> Work order
Report how many lines in the entries below contain the word "negative". Give only the number.

Data items
──────

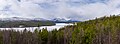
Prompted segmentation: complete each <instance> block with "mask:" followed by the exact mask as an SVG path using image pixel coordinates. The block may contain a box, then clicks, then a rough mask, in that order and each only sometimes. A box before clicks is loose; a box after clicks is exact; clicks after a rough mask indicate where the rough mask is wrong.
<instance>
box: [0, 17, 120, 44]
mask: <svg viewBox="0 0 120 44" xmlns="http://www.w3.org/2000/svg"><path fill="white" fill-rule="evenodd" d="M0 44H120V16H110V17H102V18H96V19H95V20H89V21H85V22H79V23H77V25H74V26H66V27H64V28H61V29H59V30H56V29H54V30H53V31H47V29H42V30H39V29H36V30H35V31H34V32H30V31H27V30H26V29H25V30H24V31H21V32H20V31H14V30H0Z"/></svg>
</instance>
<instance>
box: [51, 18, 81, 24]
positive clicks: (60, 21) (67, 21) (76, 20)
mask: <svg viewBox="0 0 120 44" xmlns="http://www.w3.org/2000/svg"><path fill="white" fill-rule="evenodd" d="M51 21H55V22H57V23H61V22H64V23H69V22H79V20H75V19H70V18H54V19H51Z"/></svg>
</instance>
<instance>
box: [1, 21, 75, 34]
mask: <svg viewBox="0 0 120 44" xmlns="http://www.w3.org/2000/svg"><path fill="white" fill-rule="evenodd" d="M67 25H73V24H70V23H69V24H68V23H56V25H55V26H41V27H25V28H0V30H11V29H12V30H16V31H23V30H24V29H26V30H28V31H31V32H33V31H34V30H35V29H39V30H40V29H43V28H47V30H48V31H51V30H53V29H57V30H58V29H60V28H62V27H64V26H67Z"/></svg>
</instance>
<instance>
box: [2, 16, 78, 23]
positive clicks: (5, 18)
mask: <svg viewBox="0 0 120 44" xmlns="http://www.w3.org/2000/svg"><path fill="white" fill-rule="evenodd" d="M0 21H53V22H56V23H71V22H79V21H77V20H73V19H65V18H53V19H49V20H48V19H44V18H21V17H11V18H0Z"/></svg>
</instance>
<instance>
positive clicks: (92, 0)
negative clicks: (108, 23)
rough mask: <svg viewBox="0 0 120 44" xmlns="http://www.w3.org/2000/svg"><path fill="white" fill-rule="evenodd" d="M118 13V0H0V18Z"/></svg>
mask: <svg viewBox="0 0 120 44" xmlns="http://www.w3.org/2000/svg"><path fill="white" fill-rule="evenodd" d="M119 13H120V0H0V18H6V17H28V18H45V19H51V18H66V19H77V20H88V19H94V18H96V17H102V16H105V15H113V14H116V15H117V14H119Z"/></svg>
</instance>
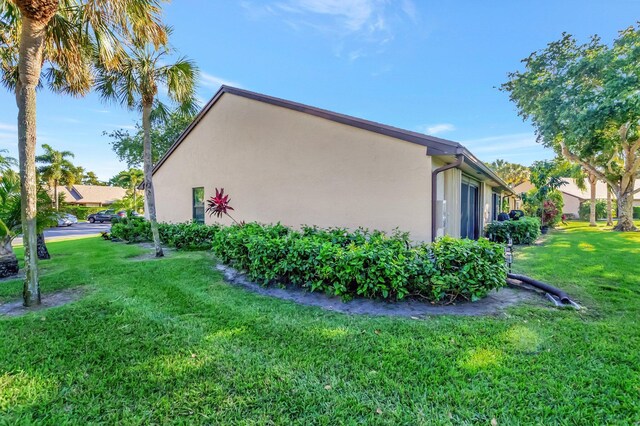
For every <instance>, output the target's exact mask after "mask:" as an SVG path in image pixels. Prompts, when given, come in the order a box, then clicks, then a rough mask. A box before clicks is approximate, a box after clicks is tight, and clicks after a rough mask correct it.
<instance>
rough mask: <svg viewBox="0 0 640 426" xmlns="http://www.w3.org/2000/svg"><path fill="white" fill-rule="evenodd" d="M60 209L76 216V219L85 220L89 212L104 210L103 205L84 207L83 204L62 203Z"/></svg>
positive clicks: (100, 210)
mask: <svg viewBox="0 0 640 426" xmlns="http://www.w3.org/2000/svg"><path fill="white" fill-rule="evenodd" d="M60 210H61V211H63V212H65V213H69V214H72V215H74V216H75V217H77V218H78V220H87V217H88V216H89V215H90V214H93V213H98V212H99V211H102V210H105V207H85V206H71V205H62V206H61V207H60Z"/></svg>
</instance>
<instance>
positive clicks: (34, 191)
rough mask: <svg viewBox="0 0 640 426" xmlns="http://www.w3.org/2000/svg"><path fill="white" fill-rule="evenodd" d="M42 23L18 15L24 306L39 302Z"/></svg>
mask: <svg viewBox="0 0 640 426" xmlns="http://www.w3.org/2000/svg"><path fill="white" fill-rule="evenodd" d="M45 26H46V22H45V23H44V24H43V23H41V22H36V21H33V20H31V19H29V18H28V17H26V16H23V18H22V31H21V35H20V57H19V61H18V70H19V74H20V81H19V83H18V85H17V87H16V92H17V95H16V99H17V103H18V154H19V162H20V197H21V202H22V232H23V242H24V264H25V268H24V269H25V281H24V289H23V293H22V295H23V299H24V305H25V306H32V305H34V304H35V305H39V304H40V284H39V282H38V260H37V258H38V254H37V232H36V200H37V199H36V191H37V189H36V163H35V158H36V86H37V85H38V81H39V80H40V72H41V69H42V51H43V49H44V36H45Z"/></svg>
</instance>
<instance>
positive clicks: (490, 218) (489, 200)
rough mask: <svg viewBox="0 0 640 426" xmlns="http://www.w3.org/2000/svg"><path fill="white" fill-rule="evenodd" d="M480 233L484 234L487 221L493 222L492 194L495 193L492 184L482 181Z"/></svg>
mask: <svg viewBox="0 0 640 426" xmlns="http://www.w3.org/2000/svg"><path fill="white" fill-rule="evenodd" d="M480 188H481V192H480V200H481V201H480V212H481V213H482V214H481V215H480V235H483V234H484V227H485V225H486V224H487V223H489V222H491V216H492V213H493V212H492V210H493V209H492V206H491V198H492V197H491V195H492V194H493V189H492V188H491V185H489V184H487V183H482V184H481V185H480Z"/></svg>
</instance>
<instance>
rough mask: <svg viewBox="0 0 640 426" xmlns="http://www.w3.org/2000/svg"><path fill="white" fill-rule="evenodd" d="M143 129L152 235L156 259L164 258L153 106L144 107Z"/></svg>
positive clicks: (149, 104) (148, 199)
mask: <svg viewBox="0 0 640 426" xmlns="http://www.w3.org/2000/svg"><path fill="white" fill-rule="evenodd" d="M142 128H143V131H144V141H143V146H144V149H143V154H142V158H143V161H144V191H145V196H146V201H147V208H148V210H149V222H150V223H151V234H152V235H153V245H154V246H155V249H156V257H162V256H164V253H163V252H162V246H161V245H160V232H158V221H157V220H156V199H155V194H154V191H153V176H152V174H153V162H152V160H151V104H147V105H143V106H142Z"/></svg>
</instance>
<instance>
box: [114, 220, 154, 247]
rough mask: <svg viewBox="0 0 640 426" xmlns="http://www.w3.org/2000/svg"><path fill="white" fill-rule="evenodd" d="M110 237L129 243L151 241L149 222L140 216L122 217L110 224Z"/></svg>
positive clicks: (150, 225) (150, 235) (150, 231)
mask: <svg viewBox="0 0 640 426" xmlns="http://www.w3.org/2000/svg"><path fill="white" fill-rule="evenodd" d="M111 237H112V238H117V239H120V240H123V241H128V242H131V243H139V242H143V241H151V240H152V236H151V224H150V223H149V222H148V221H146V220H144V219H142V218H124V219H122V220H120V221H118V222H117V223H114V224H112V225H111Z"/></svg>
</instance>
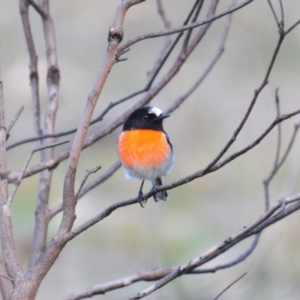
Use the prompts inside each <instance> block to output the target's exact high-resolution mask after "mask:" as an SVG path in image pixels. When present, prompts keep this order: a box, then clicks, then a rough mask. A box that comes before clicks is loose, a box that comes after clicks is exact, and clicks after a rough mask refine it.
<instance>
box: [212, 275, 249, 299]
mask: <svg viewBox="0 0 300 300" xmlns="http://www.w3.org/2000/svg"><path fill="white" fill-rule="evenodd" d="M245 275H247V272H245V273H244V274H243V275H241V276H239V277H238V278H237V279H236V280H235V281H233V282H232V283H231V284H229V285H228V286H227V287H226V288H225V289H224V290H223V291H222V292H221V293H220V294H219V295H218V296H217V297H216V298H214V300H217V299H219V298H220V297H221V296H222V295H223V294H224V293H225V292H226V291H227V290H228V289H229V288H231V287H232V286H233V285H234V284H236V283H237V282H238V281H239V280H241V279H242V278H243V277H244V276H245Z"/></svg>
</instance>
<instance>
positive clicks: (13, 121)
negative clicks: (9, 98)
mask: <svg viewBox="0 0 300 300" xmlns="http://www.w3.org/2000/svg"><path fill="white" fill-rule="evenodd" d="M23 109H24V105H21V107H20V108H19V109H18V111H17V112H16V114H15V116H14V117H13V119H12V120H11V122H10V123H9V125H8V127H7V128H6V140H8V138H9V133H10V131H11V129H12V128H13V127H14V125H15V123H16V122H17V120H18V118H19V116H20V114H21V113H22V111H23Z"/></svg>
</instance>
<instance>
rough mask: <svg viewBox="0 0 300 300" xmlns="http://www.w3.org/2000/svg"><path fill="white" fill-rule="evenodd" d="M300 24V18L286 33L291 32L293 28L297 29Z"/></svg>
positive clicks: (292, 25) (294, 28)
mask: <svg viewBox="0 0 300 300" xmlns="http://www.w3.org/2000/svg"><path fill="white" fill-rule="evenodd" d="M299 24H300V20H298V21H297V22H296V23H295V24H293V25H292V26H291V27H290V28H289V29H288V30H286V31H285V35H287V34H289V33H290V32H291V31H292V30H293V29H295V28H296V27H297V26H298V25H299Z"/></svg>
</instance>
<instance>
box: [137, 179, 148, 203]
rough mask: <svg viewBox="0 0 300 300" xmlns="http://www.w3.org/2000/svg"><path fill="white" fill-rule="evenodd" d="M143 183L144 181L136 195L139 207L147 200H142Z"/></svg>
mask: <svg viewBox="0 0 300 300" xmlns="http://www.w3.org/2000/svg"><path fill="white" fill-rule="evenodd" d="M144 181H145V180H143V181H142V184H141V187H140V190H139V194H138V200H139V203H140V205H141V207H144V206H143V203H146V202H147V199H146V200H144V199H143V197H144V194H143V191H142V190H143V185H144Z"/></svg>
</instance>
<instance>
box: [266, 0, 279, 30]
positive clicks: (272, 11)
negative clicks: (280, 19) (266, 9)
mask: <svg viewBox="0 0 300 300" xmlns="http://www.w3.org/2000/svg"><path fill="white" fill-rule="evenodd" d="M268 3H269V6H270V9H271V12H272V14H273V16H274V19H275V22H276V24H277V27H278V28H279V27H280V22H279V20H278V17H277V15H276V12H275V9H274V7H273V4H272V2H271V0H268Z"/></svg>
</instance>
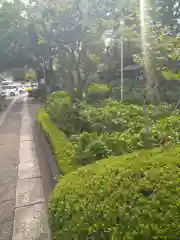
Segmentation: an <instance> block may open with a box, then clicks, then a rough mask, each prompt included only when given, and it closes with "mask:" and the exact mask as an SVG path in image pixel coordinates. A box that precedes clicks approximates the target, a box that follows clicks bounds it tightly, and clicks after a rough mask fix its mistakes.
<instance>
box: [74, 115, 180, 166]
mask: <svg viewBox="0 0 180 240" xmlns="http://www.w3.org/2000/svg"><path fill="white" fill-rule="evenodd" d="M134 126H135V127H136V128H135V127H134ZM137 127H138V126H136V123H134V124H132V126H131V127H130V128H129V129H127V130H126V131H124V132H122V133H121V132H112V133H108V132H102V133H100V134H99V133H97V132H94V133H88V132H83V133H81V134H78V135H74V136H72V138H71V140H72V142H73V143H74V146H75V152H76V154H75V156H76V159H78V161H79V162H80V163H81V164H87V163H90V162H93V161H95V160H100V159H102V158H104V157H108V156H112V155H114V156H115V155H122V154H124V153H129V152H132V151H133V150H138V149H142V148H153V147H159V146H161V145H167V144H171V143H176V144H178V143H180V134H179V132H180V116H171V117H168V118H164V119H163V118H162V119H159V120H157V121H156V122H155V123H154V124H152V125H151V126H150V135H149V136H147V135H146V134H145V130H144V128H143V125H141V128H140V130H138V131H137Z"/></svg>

──────

> Solution for this task
3